§ TASK PROMPT
Change "utility pole" to "power pole" and write out the entries from their start up to and including the line with "343 139 L 340", leaving everything else as it is. Omit the pictures.

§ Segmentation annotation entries
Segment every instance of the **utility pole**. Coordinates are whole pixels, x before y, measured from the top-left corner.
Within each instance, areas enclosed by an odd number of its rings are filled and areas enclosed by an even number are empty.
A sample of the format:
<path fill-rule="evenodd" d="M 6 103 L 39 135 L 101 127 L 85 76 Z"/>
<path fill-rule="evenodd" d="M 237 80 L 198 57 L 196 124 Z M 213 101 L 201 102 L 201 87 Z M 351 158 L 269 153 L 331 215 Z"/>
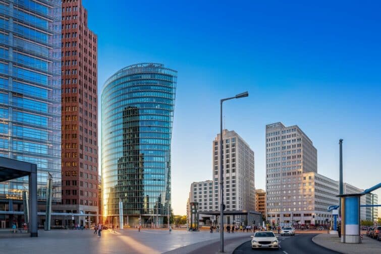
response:
<path fill-rule="evenodd" d="M 168 221 L 168 229 L 169 229 L 170 228 L 170 201 L 168 200 L 167 202 L 168 202 L 168 214 L 167 214 L 167 220 Z"/>
<path fill-rule="evenodd" d="M 51 193 L 53 191 L 53 179 L 51 174 L 48 172 L 47 184 L 46 186 L 46 208 L 45 212 L 45 230 L 50 230 L 51 216 Z"/>
<path fill-rule="evenodd" d="M 156 228 L 159 228 L 159 203 L 156 202 Z"/>
<path fill-rule="evenodd" d="M 343 139 L 340 139 L 339 140 L 339 145 L 340 146 L 340 179 L 339 182 L 339 195 L 342 195 L 343 193 Z M 341 218 L 341 199 L 339 202 L 339 217 Z"/>

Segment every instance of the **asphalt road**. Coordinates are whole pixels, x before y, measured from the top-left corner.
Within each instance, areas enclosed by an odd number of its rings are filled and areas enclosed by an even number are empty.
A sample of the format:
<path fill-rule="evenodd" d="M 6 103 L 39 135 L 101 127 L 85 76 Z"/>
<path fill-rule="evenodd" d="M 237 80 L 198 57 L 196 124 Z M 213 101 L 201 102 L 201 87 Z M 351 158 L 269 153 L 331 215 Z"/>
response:
<path fill-rule="evenodd" d="M 312 241 L 312 237 L 316 234 L 300 234 L 295 236 L 279 236 L 279 249 L 251 249 L 251 241 L 249 240 L 238 248 L 233 252 L 234 254 L 267 253 L 278 253 L 282 254 L 308 253 L 308 254 L 333 254 L 338 253 L 336 251 L 330 250 L 317 244 Z M 270 251 L 270 252 L 269 252 Z"/>

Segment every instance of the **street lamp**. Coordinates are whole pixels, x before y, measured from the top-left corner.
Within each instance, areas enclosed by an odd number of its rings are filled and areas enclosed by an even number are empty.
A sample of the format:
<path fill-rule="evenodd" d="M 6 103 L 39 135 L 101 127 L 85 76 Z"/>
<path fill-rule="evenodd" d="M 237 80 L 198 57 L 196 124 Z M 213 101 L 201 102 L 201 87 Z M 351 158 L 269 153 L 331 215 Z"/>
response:
<path fill-rule="evenodd" d="M 221 199 L 220 201 L 220 251 L 224 252 L 224 210 L 225 208 L 225 205 L 224 204 L 224 171 L 223 168 L 223 151 L 224 145 L 223 144 L 222 138 L 222 104 L 223 102 L 226 100 L 231 100 L 232 99 L 239 99 L 249 96 L 249 93 L 245 92 L 238 94 L 234 97 L 226 98 L 220 100 L 220 188 L 221 190 Z"/>

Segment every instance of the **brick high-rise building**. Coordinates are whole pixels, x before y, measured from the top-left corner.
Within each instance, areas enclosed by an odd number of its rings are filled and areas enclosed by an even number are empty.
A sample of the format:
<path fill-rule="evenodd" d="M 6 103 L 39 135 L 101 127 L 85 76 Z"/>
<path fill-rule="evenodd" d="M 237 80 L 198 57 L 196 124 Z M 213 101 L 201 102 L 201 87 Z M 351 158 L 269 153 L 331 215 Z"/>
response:
<path fill-rule="evenodd" d="M 63 212 L 97 214 L 97 36 L 81 0 L 62 1 L 62 173 Z M 93 222 L 96 217 L 90 217 Z M 65 224 L 84 225 L 85 217 Z"/>

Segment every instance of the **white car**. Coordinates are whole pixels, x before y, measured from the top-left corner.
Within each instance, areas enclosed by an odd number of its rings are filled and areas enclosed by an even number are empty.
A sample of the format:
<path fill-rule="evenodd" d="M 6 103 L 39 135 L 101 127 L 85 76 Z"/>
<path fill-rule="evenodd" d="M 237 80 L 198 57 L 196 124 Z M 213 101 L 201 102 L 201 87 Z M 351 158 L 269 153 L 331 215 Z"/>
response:
<path fill-rule="evenodd" d="M 251 236 L 251 248 L 279 248 L 278 239 L 271 231 L 258 231 Z"/>
<path fill-rule="evenodd" d="M 295 230 L 291 227 L 283 227 L 283 228 L 282 229 L 282 231 L 281 232 L 281 235 L 295 235 Z"/>

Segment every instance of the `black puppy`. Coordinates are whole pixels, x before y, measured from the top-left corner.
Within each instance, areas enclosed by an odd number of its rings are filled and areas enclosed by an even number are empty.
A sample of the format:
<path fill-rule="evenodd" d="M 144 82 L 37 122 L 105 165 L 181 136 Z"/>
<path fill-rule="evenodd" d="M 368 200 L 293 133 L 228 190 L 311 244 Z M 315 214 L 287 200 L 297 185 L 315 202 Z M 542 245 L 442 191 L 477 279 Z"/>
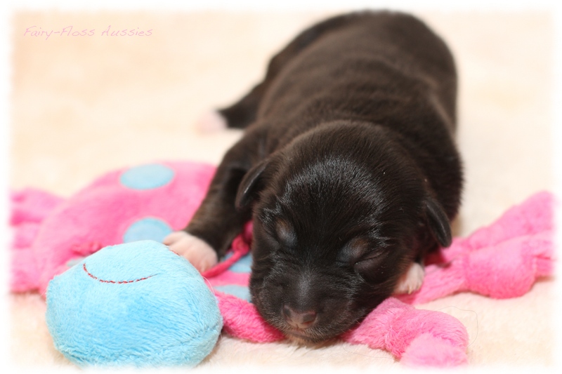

§ WORKED ANSWER
Segment every instance of the **power pole**. Coordinates are whole pixels, x before y, measured from the top-left corner.
Within each instance, areas enclosed by an odd number of its rings are filled and areas enclosed by an even number are empty.
A sample of the format:
<path fill-rule="evenodd" d="M 6 103 L 39 135 L 101 127 L 85 76 Z"/>
<path fill-rule="evenodd" d="M 237 80 L 198 57 L 196 124 Z M 213 101 L 201 102 L 201 87 Z M 351 158 L 269 153 L 331 215 Z"/>
response:
<path fill-rule="evenodd" d="M 168 221 L 168 229 L 169 229 L 170 228 L 170 201 L 168 200 L 167 202 L 168 202 L 168 214 L 167 214 L 167 220 Z"/>
<path fill-rule="evenodd" d="M 51 193 L 53 191 L 53 179 L 51 174 L 48 172 L 47 184 L 46 186 L 46 208 L 45 212 L 45 230 L 50 230 L 51 216 Z"/>
<path fill-rule="evenodd" d="M 156 228 L 159 228 L 159 203 L 156 202 Z"/>
<path fill-rule="evenodd" d="M 343 139 L 340 139 L 339 140 L 339 145 L 340 146 L 340 179 L 339 182 L 339 195 L 342 195 L 343 193 Z M 341 218 L 341 199 L 339 202 L 339 217 Z"/>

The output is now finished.